• **What you are asked to do**
Select each line of the data below that contains the string "bush", and copy those lines out unchanged.
━━━━━━━━
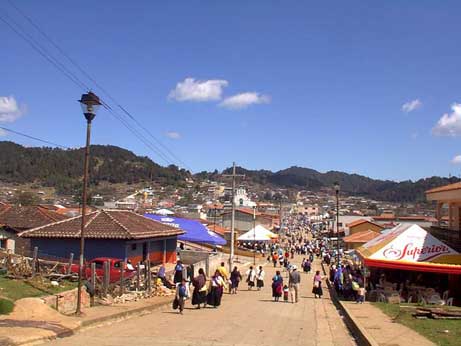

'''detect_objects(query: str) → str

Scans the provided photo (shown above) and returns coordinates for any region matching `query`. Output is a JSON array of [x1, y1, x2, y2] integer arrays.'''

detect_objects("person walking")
[[173, 260, 184, 284], [288, 265, 301, 303], [207, 270, 224, 308], [231, 267, 242, 294], [312, 270, 323, 298], [272, 270, 283, 302], [175, 279, 189, 315], [217, 262, 230, 293], [272, 251, 279, 268], [256, 266, 266, 291], [245, 266, 256, 291], [192, 268, 207, 309]]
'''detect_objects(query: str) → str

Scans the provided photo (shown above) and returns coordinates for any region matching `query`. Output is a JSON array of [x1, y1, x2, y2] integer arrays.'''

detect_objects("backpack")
[[178, 285, 186, 298]]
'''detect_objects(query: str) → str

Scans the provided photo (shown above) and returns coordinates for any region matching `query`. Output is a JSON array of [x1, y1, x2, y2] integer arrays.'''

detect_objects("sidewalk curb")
[[80, 301, 171, 330], [322, 262, 379, 346], [16, 301, 171, 346]]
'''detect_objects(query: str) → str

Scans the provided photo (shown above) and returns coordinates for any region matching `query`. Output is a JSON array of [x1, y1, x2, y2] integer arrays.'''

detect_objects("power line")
[[0, 12, 90, 90], [4, 0, 191, 170], [0, 126, 70, 149]]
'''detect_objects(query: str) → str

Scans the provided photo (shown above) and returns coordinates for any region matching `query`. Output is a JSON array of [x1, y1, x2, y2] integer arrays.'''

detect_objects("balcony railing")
[[428, 226, 461, 252]]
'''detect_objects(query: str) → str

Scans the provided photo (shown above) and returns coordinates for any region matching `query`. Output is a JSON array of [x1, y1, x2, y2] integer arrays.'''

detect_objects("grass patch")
[[0, 298, 14, 315], [0, 277, 76, 301], [372, 303, 461, 346]]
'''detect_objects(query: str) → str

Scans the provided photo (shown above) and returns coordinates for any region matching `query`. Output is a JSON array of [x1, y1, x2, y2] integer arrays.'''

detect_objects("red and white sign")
[[366, 225, 458, 262]]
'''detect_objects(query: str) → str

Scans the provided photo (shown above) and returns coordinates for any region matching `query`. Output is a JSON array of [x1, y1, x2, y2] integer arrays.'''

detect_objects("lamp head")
[[334, 182, 339, 193], [78, 91, 101, 122]]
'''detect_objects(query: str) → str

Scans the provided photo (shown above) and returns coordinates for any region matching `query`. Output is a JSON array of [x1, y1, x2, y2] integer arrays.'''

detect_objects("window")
[[94, 261, 104, 269]]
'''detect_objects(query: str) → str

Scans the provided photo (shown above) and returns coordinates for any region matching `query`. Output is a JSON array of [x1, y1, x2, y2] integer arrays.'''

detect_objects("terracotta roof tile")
[[343, 230, 380, 243], [0, 206, 67, 230], [426, 182, 461, 194], [20, 210, 184, 239], [347, 219, 384, 229]]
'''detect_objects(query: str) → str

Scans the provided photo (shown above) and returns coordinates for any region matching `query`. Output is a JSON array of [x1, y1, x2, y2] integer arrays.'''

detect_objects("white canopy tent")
[[237, 225, 278, 241], [155, 209, 174, 216]]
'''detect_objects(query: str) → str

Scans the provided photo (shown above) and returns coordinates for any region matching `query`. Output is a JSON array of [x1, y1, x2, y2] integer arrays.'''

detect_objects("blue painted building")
[[20, 210, 184, 264]]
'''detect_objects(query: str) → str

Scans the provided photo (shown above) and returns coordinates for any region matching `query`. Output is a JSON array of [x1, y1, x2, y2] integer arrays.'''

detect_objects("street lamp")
[[76, 91, 101, 315], [334, 182, 339, 267], [253, 205, 256, 265]]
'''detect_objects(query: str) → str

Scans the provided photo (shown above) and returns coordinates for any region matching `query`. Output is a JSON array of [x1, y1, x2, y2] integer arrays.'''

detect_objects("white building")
[[234, 187, 256, 208]]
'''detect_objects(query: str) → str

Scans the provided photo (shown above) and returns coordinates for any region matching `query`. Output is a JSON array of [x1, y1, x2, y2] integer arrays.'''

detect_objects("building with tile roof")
[[0, 205, 67, 255], [343, 230, 380, 250], [20, 210, 184, 264]]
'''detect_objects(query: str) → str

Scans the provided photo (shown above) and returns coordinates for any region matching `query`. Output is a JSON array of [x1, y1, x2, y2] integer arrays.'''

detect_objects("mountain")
[[217, 166, 460, 202], [0, 142, 452, 202], [0, 142, 190, 194]]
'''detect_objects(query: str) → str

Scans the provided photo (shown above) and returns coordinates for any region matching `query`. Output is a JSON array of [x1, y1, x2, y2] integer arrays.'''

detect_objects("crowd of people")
[[174, 215, 354, 313]]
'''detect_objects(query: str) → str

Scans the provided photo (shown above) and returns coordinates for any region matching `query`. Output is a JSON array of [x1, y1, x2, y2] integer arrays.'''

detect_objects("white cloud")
[[168, 78, 229, 102], [451, 155, 461, 165], [402, 99, 423, 113], [165, 131, 181, 139], [432, 103, 461, 136], [219, 92, 271, 109], [0, 96, 25, 123]]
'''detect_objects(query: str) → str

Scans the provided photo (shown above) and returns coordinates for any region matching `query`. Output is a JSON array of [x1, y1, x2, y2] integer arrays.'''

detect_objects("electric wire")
[[4, 0, 191, 170], [0, 12, 90, 90], [0, 126, 70, 149]]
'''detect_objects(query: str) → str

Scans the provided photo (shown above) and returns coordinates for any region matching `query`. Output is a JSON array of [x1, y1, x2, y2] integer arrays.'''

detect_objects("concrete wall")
[[31, 237, 176, 264], [42, 286, 90, 315], [179, 250, 227, 276], [349, 222, 383, 234]]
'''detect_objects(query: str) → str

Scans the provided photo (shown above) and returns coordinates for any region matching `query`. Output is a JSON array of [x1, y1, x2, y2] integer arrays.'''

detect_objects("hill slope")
[[218, 166, 460, 202], [0, 142, 190, 193]]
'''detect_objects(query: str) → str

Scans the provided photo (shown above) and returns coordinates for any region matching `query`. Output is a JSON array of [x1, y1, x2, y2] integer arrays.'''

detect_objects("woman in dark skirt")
[[192, 268, 207, 309], [231, 267, 242, 294], [173, 260, 184, 284], [207, 270, 224, 308], [272, 270, 283, 302], [256, 266, 266, 291], [312, 270, 323, 298]]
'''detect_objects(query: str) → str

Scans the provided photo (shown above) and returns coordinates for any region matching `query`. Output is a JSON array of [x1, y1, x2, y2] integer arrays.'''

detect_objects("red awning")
[[363, 258, 461, 275]]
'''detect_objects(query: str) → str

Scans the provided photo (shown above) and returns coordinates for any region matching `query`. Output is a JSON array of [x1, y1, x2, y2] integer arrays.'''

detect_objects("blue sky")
[[0, 0, 461, 180]]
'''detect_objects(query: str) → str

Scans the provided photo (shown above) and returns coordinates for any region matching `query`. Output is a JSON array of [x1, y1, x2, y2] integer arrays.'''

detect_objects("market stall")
[[144, 213, 226, 245], [237, 225, 278, 242], [357, 224, 461, 304]]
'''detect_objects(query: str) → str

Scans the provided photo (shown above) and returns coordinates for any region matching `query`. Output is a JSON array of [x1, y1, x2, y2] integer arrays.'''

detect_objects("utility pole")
[[224, 162, 245, 271]]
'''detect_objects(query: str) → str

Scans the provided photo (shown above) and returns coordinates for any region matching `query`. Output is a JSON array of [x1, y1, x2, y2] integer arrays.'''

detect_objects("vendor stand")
[[357, 224, 461, 304]]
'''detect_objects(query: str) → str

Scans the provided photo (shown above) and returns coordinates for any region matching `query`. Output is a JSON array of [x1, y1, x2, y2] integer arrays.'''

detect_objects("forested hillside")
[[0, 142, 190, 194], [217, 167, 460, 202]]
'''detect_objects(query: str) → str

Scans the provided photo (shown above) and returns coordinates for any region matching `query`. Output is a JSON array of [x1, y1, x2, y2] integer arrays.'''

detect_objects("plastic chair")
[[427, 293, 445, 305], [442, 290, 448, 301]]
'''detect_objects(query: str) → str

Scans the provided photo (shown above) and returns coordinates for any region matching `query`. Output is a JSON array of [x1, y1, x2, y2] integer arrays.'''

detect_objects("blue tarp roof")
[[144, 213, 226, 245]]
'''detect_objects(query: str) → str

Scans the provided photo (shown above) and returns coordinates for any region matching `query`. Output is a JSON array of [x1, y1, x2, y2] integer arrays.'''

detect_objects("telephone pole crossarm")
[[222, 162, 245, 271]]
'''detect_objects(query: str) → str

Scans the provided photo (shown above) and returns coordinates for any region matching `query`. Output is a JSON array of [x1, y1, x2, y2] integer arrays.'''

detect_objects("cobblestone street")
[[49, 257, 355, 346]]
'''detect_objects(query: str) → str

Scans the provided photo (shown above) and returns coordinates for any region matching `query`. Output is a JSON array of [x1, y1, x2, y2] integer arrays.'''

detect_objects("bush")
[[0, 298, 14, 315]]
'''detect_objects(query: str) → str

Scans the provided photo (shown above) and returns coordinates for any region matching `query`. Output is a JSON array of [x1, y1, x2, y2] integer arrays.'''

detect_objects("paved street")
[[49, 265, 355, 346]]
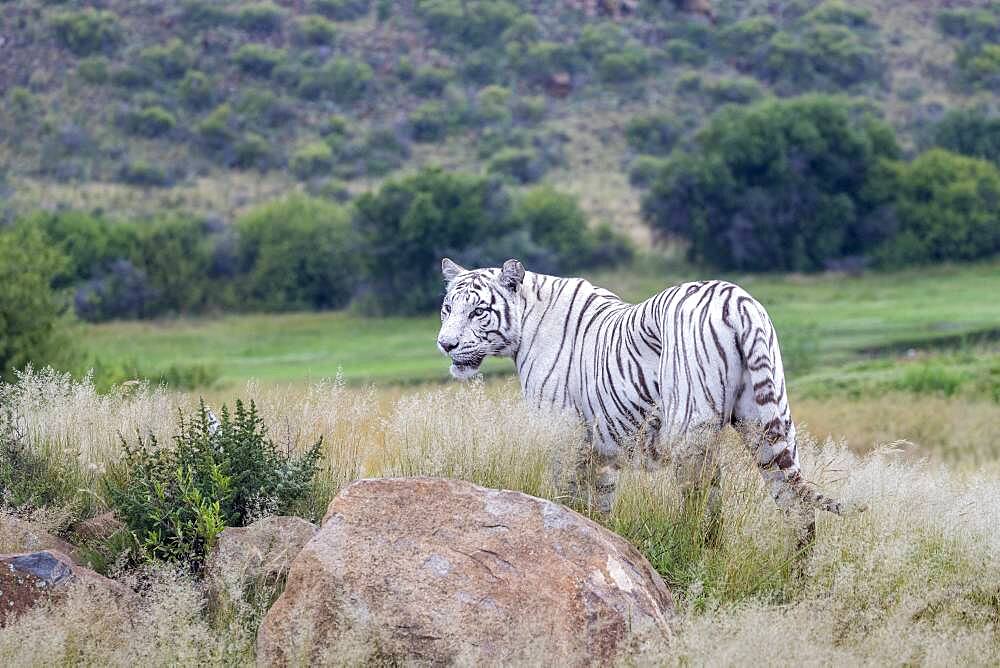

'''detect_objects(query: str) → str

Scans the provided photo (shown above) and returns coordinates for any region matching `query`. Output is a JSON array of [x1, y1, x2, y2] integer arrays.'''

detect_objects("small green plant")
[[121, 106, 177, 137], [104, 401, 322, 571], [50, 8, 122, 56], [233, 44, 285, 77], [236, 2, 285, 35]]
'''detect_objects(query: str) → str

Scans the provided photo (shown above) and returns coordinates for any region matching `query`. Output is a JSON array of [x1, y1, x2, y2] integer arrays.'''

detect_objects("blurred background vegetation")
[[0, 0, 1000, 394]]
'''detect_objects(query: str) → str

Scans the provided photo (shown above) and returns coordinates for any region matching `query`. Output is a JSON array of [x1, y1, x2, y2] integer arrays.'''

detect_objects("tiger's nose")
[[438, 339, 458, 353]]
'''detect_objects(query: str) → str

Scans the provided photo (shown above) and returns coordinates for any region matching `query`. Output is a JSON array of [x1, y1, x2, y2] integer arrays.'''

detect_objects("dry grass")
[[0, 373, 1000, 666]]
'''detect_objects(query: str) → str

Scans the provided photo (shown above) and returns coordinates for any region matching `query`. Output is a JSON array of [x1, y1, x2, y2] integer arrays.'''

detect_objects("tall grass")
[[0, 372, 1000, 665]]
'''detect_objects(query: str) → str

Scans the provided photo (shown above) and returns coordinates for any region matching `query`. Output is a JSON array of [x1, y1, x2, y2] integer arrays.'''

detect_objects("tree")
[[642, 95, 899, 271], [880, 149, 1000, 265], [355, 169, 514, 313], [0, 229, 66, 380], [236, 195, 361, 310]]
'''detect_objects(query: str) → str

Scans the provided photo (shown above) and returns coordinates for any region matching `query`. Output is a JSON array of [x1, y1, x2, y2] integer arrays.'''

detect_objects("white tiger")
[[437, 258, 843, 538]]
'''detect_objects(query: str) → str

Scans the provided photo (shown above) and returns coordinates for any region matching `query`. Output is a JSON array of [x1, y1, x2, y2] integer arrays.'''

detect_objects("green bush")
[[597, 47, 649, 84], [119, 106, 177, 137], [702, 77, 764, 106], [663, 39, 708, 67], [486, 148, 546, 184], [0, 228, 66, 380], [105, 401, 322, 571], [628, 155, 665, 188], [17, 211, 135, 289], [195, 104, 235, 151], [288, 141, 333, 180], [139, 39, 194, 79], [310, 0, 371, 21], [233, 44, 285, 77], [118, 160, 173, 188], [416, 0, 521, 49], [512, 186, 631, 272], [805, 0, 872, 28], [880, 149, 1000, 265], [49, 7, 122, 56], [178, 70, 215, 109], [128, 217, 216, 318], [625, 114, 683, 155], [233, 132, 274, 169], [923, 109, 1000, 167], [236, 195, 363, 310], [76, 56, 109, 85], [410, 67, 455, 97], [297, 57, 375, 104], [642, 96, 898, 271], [236, 2, 285, 35], [295, 16, 337, 46], [355, 169, 514, 313], [409, 102, 453, 142]]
━━━━━━━━
• **Written answer**
detect_objects("bush")
detect_objects("green bush")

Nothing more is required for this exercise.